*READING TEXT*:

——

May 26th, 2010
09:16 AM ET

The Dalai Lama is wrong

Stephen Prothero, a Boston University religion scholar and author of "God is Not One: The Eight Rival Religions that Run the World," is a regular CNN Belief Blog contributor.

By Stephen Prothero, Special to CNN

I am a big fan of the Dalai Lama. I love his trademark smile and I hate the fact that I missed his talks this week in New York City. But I cannot say either "Amen" or "Om" to the shopworn clichés that he trots out in the New York Times in “Many Faiths, One Truth.”

Recalling the Apostle Paul—“When I was a child, I spoke like a child”—the Dalai Lama begins by copping to youthful naivete. “When I was a boy in Tibet, I felt that my own Buddhist religion must be the best,” he writes, “and that other faiths were somehow inferior.” However, just as Paul, upon becoming a man, “put away childish things,” the Dalai Lama now sees his youthful exclusivism as both naïve and dangerous. There is “one truth” behind the “many faiths,” and that core truth, he argues, is compassion.

Like the Dalai Lama, who writes of how he was influenced by Thomas Merton, I believe we can learn greatly from other religions. I too hope for tolerance and harmony in our interreligious interactions. I am convinced, however, that true tolerance and lasting harmony must be built on reality, not fantasy. Religious exclusivism is dangerous and naïve. But so too is pretend pluralism. The cause of religious harmony is not advanced in the least by the shibboleth that all religions are different paths up the same mountain.

——

[Named-object pointing records]
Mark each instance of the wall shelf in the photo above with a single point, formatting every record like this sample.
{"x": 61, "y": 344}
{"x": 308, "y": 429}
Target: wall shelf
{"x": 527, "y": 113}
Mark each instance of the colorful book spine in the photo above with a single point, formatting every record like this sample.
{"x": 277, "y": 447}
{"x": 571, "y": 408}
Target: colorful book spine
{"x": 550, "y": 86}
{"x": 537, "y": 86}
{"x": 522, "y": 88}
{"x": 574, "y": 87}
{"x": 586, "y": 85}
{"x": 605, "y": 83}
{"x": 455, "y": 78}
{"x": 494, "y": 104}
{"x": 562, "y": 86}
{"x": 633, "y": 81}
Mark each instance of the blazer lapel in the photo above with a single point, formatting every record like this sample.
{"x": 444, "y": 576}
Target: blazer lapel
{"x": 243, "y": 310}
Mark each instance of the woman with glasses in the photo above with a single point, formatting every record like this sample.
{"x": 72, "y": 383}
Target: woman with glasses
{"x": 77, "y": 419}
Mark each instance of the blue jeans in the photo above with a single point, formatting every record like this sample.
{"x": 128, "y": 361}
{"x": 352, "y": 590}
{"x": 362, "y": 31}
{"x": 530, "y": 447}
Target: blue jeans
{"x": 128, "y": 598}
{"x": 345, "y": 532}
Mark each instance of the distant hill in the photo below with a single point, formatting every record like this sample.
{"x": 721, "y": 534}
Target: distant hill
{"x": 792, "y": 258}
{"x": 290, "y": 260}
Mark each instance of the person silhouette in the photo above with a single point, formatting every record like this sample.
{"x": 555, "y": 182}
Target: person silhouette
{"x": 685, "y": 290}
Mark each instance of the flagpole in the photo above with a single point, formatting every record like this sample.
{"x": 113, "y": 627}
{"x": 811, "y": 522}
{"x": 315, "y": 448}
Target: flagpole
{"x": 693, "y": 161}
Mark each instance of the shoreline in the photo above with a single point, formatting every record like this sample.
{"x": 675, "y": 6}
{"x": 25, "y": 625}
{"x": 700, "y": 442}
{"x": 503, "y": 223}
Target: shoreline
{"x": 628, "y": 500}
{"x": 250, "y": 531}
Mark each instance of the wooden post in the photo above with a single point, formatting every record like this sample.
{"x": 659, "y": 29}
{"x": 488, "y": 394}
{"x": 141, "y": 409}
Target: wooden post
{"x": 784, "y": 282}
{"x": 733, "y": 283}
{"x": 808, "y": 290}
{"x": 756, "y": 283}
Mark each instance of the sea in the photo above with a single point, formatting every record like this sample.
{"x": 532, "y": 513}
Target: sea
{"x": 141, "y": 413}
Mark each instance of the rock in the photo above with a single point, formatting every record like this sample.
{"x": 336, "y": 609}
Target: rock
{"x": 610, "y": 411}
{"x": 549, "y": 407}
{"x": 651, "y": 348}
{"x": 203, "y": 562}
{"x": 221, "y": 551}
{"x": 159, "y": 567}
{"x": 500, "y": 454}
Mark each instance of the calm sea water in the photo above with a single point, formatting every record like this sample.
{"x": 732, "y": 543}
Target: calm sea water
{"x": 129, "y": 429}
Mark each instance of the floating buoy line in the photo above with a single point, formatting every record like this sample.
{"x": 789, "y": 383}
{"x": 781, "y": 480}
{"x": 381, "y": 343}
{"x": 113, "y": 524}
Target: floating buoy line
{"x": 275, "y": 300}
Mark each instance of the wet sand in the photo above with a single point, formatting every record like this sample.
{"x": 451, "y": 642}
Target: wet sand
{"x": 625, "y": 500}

——

*PROBLEMS*:
**a)** Using the opinion piece, decide whether each statement agrees with it, answering yes or no and quoting the words that decide it: (i) The author attended the Dalai Lama's talks in New York City this week. (ii) The Dalai Lama argues that the core truth behind the many faiths is compassion. (iii) The author regards pretend pluralism as free of danger.
**b)** Name every person mentioned by name in the opinion piece.
**c)** Return the passage of the opinion piece starting with "By Stephen Prothero, Special" and going on through "argues, is compassion.".
None of the items is needed here.

*TASK-BY-TASK SOLUTIONS*:
**a)**
(i) No: "I hate the fact that I missed his talks this week in New York City."
(ii) Yes: "that core truth, he argues, is compassion."
(iii) No: "Religious exclusivism is dangerous and naïve. But so too is pretend pluralism."

**b)** Stephen Prothero, the Dalai Lama, the Apostle Paul, Thomas Merton

**c)**
By Stephen Prothero, Special to CNN

I am a big fan of the Dalai Lama. I love his trademark smile and I hate the fact that I missed his talks this week in New York City. But I cannot say either "Amen" or "Om" to the shopworn clichés that he trots out in the New York Times in “Many Faiths, One Truth.”

Recalling the Apostle Paul—“When I was a child, I spoke like a child”—the Dalai Lama begins by copping to youthful naivete. “When I was a boy in Tibet, I felt that my own Buddhist religion must be the best,” he writes, “and that other faiths were somehow inferior.” However, just as Paul, upon becoming a man, “put away childish things,” the Dalai Lama now sees his youthful exclusivism as both naïve and dangerous. There is “one truth” behind the “many faiths,” and that core truth, he argues, is compassion.